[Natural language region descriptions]
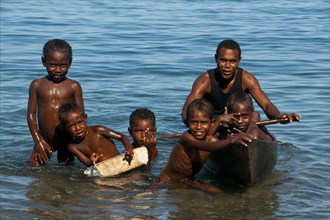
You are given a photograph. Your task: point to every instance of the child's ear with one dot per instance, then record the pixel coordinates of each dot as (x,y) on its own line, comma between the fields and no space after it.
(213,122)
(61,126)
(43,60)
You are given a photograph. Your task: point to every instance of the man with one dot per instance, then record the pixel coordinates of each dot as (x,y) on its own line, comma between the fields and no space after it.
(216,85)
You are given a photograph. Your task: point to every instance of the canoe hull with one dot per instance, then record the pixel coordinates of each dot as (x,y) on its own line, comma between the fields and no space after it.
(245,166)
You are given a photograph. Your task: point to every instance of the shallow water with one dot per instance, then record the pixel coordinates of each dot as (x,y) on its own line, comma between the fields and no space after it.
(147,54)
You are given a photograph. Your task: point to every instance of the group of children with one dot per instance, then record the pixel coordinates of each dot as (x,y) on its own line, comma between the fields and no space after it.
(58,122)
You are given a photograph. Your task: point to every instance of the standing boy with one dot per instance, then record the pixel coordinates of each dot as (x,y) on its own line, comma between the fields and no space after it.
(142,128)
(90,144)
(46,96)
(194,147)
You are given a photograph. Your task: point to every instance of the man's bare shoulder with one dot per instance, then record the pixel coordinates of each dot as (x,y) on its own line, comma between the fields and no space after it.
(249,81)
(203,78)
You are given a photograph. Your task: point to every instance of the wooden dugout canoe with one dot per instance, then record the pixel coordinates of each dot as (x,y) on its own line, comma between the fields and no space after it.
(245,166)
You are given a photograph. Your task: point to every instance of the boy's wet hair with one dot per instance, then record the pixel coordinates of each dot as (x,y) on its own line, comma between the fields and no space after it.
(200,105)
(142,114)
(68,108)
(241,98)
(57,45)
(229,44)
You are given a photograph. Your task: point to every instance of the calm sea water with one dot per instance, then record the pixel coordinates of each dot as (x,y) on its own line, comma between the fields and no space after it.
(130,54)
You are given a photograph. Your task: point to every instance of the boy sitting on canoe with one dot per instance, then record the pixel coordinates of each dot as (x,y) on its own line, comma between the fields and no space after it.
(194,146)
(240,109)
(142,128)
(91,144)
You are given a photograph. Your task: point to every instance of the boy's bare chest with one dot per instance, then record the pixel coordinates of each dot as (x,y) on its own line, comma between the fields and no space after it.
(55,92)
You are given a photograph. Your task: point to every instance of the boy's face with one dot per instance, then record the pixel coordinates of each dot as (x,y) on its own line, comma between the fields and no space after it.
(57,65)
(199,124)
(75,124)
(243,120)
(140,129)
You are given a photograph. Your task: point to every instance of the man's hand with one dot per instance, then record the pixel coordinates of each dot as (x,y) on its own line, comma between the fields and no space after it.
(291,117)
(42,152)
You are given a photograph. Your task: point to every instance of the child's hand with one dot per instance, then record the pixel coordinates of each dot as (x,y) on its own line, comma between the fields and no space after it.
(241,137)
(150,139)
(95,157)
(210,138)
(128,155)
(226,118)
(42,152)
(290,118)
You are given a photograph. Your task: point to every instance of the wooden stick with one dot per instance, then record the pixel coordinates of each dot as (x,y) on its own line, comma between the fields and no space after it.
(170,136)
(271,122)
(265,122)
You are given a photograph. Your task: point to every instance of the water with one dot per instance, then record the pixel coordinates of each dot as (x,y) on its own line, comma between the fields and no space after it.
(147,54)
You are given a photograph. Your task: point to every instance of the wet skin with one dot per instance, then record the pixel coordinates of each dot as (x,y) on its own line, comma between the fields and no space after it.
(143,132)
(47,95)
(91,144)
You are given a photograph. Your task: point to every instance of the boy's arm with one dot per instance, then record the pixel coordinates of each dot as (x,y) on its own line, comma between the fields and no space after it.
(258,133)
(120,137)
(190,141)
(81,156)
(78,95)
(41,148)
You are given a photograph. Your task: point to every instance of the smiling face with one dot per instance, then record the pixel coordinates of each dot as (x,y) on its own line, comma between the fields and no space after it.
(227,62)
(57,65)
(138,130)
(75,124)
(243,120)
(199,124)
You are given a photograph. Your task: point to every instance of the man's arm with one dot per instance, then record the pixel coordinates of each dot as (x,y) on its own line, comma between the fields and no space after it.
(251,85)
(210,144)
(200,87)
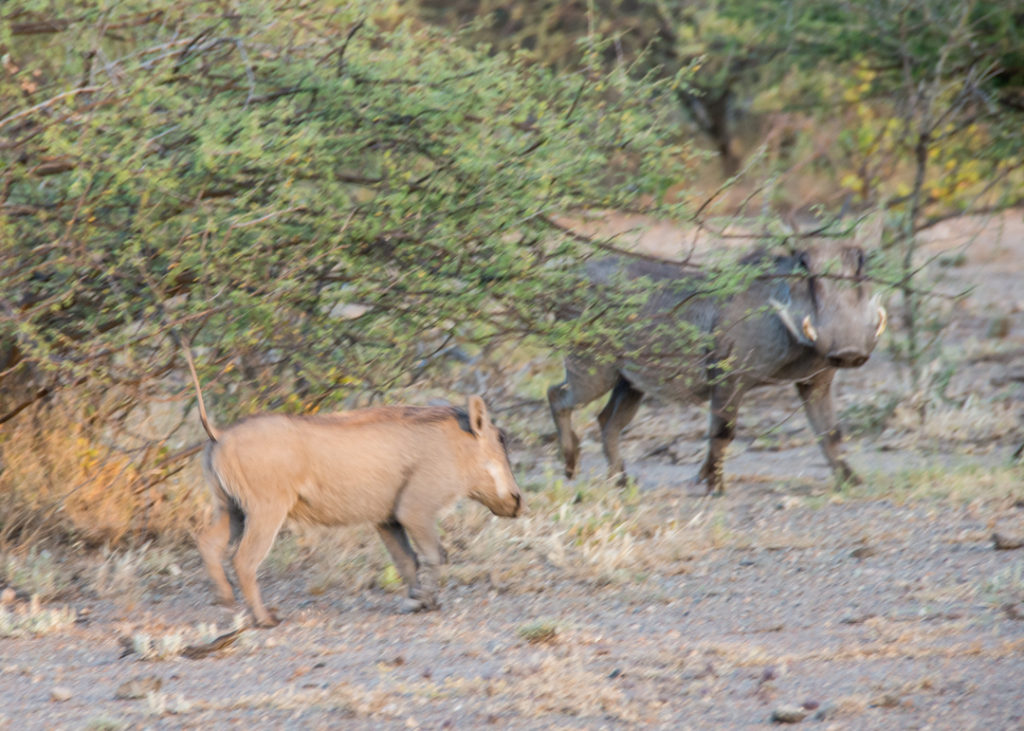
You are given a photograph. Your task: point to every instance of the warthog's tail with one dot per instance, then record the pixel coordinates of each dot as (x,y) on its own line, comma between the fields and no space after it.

**Work order:** Write out every line above exactly as it is, leaving out the pictures.

**Answer for this exercise:**
You are given a photograph. Your task: point to every instance of the child's ear with one dot per instance, then record the pixel coordinates of each dot as (x,y) on its own line, comma between the fields and no space after it.
(213,122)
(61,126)
(43,60)
You are given a photograph. Your task: point to every instance of the man with one dot per instance, then record the pixel coordinates of each dot as (x,y) on its own line, comma between the fields and no space after it.
(216,85)
You are given a photograph. Your task: point to every instance of the canoe hull with one dot per instance, then record the pixel coordinates of each dot as (x,y) on its own line, comma between the fields and no space after it.
(245,166)
You are given a photograph. Your task: point to every instance of the shallow water with one dot per instance, then record the pixel coordinates of each dot as (x,y) on its own line, comma between the fields and no space after it.
(147,54)
You are given a photograph. Your task: point to every instance of the group of children with one dot per instance, then record the pixel coordinates of each dot as (x,y) on its own line, comma between the fields and no space after it.
(58,122)
You are given a photograph. Your task: point to every instance of the standing boy with one dot per instance, then record the pixel coordinates of each dot as (x,y) on its own line, comma between the fields and no space after it.
(142,128)
(90,144)
(46,96)
(194,147)
You are given a photograph. Your task: point to every instance of the man's bare shoulder with one dot per instance, then record the pixel coordinates of each dot as (x,y) on its own line, comma between the fields and no space after it.
(249,81)
(203,78)
You are given a photograph. Your task: point to every instance of the wooden dugout canoe with one dot per instance, then record the pixel coordinates of each dot as (x,y) on its own line, comma between the fields and no space after it.
(245,166)
You are given a photograph. Your task: point to every instance of the boy's wet hair with one dot per instance, then record the pixel coordinates of each dot as (x,y) on its own line, comma between the fields and no space after it.
(200,105)
(142,114)
(68,108)
(241,98)
(57,45)
(229,44)
You are given a photograph. Your task: point to every instance of the calm sea water with one dot per instance, then record the pixel coordinates of each dot as (x,y) on its own line, comma between the fields and no space after it.
(130,54)
You are given a photograph. Your task: point to every instance of the boy sitting on canoe with one dot per instance, then record the pixel coordinates of each dot as (x,y) on its own line, comma between the fields and no space after it.
(194,146)
(240,109)
(142,128)
(91,144)
You are given a photograph. Your task: point to every instance of the boy's bare chest with one dot per instance, then record the pixel coordinates of each dot as (x,y) on its own line, comma between the fields and no space after it.
(55,92)
You are given a photograph. Your task: point to every instance of the boy's face with one dot per instance, then record the pixel coordinates of each dot as (x,y) on its own line, comma between the fields and no space after it.
(57,65)
(199,124)
(75,124)
(243,120)
(140,129)
You are given a photograph. Your task: point to every instance of the man's hand with one dot per instance, then record the pixel coordinates of each dot as (x,y) on its own line, comma between the fields and no space after it.
(291,117)
(42,152)
You are given a photograph. Your task: point to every instance of the child's hand with one dot per instance, then record the pixel coordinates of each dot as (x,y) on its own line, comma between the fields and no space after it.
(241,137)
(150,139)
(95,157)
(210,138)
(128,155)
(226,118)
(42,152)
(290,118)
You are given a photograph. Your task: point to every instance of the wooden stick with one dot per instance, then record the pixel coordinates of each dot as (x,y) on its own line, comma between the fields and no space after it.
(170,136)
(271,122)
(265,122)
You are given a photograph. Your task: point to every instance of the water with one dot per instance, then record the pixel coordinates of each dot as (x,y) on its own line, comma between the fields and no space after it.
(147,54)
You are given a photograph. Your task: point to every instance of the wet skin with one dot per instance, then record the pixel coordinates of each dot as (x,y) on its own line, comma between the fields and no space after it.
(143,132)
(47,95)
(91,144)
You are given a photograph. Your task: point to every instance of the boy's arm with one dot per instance, then record the pixel coordinates of each dot as (x,y) on its own line, comma between the fields and no space after it.
(258,133)
(120,137)
(190,141)
(81,156)
(78,95)
(41,148)
You are given a photograph. Your task: point to every instance of the smiling face with one dot per instance, then record the pixel coordinates of each dot as (x,y) on its own line, comma between the fields and no space after it.
(227,62)
(57,65)
(138,130)
(75,124)
(243,120)
(199,124)
You are given a photograph. Your task: point to every instance of the man's arm with one dot per instance, then record the pixel coordinates of each dot as (x,y) on its own line, comma between the fields and no space after it.
(251,85)
(210,144)
(200,87)
You are given a photograph. Your task: point to every instance of the warthog's tail with one dot per instance, then record the pixel coordinates of each dot as (x,y) on its own line, comma between the fields and no space after it.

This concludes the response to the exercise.